Study text START
The repeal of net neutrality also did not leave consumers without recourse. In moving the classification back to Title I, the FCC did not abandon consumers, but rather shifted consumer protection to the Federal Trade Commission (FTC). This regulatory avenue allows regulators more directly to focus on consumer harm, deception, and unfair trade practices, and it also creates more uniformity and certainty around issues such as data privacy and security for both consumers and providers.

Policymakers who continue to advocate for reinstating net neutrality or Title II classification should recognize the reality that this policy shift could have a negative impact on internet service, innovation, and investment while the claims of what might happen without Title II classification have proven to be largely exaggerated.

Calls to Expand Title II Regulation to ISPs and Other Aspects of the Internet

Nevertheless, some continue to call for a return to net neutrality regulation and even to expand such regulation beyond internet service providers (ISPs) to other elements of the internet including webhosts and social media. Most notably calls for applying a more expansive common carrier regulation to a variety of tech companies has been heard both from conservatives such as Justice Clarence Thomas and from progressives such as FTC nominee Lina Khan. Reclassifying elements of the internet as common carriers whether ISPs or social media platforms could lead to a much more regulatory approach that has consequences for speech and innovation.
Study text END
Data listing START
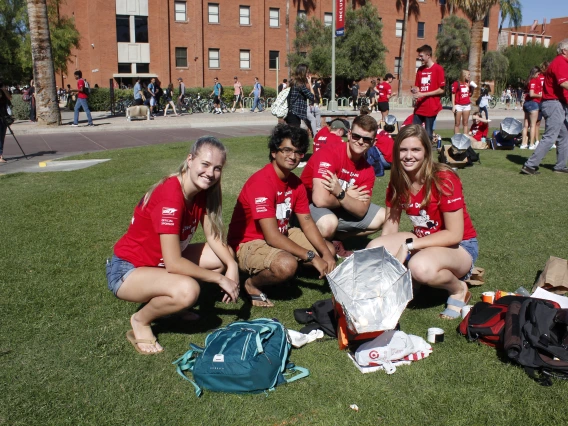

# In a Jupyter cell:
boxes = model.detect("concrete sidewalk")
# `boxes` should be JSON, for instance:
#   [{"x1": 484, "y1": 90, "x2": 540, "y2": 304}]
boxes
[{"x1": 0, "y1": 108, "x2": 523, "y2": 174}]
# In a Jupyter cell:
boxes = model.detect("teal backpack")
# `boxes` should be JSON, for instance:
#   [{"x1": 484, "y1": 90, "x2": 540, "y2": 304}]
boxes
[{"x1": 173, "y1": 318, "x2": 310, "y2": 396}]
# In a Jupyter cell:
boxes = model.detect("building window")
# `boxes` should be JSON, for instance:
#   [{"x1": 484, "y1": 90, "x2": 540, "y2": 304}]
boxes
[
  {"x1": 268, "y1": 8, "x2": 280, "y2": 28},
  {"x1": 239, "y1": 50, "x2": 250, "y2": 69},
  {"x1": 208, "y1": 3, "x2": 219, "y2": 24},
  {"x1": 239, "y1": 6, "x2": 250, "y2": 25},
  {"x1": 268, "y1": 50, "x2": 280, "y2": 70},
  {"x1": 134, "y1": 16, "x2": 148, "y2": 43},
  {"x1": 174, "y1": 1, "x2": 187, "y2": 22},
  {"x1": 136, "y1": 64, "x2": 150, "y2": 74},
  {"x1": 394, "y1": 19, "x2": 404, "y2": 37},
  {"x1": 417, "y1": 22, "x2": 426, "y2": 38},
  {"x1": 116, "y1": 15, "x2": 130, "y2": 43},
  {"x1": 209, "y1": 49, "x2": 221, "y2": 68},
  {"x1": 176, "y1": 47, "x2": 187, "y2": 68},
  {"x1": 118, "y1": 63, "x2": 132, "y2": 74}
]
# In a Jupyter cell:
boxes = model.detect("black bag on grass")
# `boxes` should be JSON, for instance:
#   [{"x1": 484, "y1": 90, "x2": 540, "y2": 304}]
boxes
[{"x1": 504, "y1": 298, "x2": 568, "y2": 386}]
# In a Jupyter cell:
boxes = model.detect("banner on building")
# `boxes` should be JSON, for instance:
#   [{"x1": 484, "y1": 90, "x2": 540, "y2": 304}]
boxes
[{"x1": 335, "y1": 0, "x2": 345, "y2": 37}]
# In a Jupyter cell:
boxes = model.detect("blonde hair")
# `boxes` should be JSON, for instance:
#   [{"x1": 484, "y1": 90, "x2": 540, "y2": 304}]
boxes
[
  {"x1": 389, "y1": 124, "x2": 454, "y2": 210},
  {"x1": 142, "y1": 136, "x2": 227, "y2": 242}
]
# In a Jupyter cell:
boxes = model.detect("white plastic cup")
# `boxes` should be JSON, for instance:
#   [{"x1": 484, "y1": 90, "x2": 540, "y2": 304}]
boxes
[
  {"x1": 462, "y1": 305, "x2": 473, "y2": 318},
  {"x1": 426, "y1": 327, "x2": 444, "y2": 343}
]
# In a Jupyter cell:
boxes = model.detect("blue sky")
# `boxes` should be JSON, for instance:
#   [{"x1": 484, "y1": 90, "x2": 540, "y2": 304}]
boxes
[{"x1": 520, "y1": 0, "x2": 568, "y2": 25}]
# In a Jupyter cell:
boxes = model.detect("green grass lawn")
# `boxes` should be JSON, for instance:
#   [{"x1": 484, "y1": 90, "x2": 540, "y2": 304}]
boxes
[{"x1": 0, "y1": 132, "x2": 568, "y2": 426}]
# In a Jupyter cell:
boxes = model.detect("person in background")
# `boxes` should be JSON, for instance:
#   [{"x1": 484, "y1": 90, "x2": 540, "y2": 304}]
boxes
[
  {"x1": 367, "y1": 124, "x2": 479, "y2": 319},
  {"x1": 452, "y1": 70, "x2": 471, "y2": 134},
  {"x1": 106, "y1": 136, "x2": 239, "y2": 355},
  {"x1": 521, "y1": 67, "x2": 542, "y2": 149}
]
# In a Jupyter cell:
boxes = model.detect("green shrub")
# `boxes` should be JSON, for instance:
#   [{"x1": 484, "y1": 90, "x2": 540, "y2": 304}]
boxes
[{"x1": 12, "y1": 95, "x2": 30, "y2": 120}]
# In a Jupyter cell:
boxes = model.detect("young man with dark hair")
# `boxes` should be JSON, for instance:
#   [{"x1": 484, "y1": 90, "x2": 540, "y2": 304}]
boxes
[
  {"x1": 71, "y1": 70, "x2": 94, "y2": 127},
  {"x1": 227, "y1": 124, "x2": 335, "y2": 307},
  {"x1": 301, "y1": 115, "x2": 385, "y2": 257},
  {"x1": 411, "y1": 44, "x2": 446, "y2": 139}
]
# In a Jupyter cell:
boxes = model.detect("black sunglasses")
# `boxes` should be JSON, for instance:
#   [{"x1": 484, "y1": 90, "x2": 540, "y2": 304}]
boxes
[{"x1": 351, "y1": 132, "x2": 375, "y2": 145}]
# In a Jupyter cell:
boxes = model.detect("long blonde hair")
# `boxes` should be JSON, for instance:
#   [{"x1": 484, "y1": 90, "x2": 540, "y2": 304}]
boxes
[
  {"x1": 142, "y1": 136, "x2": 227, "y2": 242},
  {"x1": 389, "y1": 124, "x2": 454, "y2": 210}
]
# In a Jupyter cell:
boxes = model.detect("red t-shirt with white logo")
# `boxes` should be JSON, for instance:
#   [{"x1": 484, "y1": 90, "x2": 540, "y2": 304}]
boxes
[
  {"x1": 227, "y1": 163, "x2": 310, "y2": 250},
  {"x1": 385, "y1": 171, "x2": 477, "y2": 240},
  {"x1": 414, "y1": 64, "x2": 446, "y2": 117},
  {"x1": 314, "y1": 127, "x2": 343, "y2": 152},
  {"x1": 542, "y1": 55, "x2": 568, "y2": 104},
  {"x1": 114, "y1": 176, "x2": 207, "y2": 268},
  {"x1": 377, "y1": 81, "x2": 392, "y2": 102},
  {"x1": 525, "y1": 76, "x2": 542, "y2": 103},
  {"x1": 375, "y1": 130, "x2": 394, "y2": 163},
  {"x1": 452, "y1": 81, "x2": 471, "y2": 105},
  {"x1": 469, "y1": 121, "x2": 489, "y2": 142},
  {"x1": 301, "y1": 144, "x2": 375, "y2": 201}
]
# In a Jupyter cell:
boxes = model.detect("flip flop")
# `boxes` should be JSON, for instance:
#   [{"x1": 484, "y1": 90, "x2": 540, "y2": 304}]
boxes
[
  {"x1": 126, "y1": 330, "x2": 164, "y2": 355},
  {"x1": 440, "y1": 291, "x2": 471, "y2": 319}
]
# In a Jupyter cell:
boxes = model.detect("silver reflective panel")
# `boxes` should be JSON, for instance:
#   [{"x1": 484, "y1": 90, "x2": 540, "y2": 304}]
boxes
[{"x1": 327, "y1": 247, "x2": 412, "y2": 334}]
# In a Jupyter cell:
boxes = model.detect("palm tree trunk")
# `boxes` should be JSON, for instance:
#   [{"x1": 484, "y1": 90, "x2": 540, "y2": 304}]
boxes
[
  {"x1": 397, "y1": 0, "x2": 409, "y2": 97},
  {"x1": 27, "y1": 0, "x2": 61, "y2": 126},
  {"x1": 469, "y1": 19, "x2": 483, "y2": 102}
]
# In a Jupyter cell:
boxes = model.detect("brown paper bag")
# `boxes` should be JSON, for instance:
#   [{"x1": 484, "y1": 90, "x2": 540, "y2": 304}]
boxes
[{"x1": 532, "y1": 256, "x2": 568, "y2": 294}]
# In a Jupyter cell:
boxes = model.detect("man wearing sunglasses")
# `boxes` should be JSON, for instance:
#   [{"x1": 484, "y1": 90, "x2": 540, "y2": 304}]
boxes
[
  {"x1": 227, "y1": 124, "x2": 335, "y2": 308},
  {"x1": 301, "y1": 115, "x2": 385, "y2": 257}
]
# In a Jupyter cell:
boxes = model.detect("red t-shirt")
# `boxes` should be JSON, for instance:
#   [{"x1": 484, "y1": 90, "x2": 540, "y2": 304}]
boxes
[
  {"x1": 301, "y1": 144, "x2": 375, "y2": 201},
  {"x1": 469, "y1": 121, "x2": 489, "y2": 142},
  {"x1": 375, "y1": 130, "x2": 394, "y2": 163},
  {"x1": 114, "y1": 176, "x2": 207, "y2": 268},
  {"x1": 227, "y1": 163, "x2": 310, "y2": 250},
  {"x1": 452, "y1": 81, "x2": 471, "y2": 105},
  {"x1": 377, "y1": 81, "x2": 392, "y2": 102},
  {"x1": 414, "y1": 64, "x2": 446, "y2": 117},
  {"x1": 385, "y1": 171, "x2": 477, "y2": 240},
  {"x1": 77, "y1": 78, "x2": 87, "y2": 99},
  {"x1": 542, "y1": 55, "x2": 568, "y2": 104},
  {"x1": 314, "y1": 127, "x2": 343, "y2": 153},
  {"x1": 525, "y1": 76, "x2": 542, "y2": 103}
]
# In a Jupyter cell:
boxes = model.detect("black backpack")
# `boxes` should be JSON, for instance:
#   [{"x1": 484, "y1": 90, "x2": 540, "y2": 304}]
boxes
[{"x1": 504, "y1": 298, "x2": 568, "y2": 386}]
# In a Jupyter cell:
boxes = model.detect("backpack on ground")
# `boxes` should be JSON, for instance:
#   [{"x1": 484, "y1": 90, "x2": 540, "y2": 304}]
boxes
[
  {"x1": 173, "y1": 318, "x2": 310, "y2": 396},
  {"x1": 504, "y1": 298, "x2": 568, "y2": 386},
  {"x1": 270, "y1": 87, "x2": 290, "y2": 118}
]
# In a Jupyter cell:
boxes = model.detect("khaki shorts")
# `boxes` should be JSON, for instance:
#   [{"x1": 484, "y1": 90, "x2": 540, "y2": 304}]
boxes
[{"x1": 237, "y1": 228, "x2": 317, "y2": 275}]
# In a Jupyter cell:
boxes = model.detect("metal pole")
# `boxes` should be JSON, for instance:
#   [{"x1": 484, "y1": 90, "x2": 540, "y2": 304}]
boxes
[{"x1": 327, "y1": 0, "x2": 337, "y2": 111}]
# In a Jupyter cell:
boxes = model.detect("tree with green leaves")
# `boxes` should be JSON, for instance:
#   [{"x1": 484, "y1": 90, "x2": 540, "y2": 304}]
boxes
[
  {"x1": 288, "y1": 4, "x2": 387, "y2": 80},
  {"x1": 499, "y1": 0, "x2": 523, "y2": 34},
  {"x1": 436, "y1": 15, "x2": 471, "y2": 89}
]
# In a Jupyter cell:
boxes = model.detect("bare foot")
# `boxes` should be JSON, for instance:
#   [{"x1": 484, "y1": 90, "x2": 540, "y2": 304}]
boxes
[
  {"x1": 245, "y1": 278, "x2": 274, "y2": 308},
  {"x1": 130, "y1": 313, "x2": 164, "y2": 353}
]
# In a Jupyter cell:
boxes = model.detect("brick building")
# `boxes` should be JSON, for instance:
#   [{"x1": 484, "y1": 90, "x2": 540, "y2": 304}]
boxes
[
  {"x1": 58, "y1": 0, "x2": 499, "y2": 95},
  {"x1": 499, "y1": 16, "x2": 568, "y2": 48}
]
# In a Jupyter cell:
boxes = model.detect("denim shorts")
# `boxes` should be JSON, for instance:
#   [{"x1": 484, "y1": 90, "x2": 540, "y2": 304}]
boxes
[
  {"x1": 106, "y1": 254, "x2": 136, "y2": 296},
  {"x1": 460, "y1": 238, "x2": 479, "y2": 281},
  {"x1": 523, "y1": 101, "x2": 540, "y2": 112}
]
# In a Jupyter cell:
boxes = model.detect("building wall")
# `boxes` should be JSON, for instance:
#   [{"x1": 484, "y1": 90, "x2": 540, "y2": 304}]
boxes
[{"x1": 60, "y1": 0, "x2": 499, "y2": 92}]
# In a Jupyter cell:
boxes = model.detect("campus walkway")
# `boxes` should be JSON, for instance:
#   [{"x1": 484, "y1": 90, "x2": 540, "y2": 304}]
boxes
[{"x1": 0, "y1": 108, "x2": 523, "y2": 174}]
Data listing END
Data listing START
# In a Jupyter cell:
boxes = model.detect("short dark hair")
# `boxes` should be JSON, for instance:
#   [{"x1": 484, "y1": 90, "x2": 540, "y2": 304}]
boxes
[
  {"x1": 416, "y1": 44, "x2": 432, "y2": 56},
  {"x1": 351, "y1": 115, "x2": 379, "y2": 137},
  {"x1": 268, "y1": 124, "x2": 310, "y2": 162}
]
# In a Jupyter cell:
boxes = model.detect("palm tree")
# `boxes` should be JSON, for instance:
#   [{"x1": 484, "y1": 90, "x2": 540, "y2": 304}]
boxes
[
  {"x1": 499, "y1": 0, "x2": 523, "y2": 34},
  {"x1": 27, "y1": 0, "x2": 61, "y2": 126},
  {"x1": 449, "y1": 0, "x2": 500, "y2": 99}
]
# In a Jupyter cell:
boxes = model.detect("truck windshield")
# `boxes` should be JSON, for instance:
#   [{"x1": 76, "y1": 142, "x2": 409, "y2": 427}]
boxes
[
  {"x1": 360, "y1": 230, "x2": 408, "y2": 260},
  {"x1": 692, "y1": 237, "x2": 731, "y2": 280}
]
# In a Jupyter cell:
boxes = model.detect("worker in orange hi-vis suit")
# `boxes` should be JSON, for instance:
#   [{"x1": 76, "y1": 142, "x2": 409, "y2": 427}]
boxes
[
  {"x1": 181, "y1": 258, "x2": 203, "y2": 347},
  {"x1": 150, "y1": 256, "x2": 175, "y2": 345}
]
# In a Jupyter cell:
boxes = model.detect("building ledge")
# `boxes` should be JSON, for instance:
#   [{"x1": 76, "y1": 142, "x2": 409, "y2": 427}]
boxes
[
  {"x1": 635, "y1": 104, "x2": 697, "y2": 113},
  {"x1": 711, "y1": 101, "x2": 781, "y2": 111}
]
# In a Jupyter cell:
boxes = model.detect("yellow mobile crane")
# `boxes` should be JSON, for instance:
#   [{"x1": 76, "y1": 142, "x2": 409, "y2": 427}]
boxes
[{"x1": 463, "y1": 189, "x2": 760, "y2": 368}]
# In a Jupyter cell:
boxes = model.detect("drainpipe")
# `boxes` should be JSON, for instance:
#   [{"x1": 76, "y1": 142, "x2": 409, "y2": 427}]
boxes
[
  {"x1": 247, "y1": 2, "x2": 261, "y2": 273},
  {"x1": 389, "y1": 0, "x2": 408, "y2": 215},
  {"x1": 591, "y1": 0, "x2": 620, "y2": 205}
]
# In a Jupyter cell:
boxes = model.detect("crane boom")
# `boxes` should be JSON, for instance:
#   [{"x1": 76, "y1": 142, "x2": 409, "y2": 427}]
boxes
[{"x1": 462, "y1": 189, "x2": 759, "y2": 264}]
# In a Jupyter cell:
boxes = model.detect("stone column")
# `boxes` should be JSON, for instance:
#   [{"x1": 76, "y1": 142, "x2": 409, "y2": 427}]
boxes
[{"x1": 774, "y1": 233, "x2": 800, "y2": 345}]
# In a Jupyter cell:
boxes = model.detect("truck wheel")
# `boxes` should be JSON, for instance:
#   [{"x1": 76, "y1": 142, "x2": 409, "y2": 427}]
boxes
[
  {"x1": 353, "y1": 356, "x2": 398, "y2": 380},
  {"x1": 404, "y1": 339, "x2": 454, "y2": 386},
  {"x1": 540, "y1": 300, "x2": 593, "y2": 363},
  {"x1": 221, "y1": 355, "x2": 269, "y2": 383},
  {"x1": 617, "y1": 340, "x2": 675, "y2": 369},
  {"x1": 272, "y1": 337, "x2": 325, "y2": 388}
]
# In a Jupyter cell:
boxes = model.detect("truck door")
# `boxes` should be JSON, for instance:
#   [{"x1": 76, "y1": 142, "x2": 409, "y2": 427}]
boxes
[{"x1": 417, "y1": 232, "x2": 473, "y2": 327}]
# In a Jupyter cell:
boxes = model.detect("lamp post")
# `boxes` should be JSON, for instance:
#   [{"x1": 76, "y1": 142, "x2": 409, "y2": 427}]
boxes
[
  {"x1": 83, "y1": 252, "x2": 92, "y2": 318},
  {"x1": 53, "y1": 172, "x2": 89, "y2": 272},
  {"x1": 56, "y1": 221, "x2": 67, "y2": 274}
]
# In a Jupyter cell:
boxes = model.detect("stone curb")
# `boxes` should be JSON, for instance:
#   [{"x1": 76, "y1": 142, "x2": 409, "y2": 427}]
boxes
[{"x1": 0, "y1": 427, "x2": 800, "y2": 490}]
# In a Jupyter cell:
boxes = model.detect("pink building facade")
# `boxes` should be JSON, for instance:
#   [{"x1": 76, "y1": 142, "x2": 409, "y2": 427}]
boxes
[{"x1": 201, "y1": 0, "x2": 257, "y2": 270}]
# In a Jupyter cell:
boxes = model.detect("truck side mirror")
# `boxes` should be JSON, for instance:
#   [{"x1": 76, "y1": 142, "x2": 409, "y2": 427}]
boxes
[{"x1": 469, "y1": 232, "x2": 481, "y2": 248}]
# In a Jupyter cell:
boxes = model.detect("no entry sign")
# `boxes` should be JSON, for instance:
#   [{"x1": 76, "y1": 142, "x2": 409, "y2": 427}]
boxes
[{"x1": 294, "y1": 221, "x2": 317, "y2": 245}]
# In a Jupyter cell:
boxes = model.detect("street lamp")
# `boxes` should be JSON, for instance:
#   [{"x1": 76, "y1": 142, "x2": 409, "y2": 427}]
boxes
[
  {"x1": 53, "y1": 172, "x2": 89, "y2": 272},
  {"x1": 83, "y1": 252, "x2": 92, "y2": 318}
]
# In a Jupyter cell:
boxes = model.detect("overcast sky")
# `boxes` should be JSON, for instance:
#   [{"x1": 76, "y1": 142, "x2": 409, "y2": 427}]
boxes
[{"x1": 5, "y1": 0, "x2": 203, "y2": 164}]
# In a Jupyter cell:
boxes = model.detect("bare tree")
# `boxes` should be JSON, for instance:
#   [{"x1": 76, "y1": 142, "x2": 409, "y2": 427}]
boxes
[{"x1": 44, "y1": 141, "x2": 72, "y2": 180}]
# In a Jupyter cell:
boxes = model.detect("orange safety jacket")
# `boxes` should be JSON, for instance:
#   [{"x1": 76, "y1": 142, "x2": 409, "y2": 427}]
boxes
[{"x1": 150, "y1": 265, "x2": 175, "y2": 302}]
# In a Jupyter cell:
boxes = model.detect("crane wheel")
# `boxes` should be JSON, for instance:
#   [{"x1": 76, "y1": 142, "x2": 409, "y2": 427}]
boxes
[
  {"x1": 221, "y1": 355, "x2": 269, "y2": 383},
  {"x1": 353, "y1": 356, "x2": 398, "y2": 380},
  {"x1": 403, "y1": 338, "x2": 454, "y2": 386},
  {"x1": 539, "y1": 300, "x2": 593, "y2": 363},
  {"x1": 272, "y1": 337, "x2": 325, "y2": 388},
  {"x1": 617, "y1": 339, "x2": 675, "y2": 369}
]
Data listing END
Retype the passage on the net neutrality repeal above, word for word, from its first sentence to its last.

● **Exercise output**:
The repeal of net neutrality also did not leave consumers without recourse. In moving the classification back to Title I, the FCC did not abandon consumers, but rather shifted consumer protection to the Federal Trade Commission (FTC). This regulatory avenue allows regulators more directly to focus on consumer harm, deception, and unfair trade practices, and it also creates more uniformity and certainty around issues such as data privacy and security for both consumers and providers.

Policymakers who continue to advocate for reinstating net neutrality or Title II classification should recognize the reality that this policy shift could have a negative impact on internet service, innovation, and investment while the claims of what might happen without Title II classification have proven to be largely exaggerated.

Calls to Expand Title II Regulation to ISPs and Other Aspects of the Internet

Nevertheless, some continue to call for a return to net neutrality regulation and even to expand such regulation beyond internet service providers (ISPs) to other elements of the internet including webhosts and social media. Most notably calls for applying a more expansive common carrier regulation to a variety of tech companies has been heard both from conservatives such as Justice Clarence Thomas and from progressives such as FTC nominee Lina Khan. Reclassifying elements of the internet as common carriers whether ISPs or social media platforms could lead to a much more regulatory approach that has consequences for speech and innovation.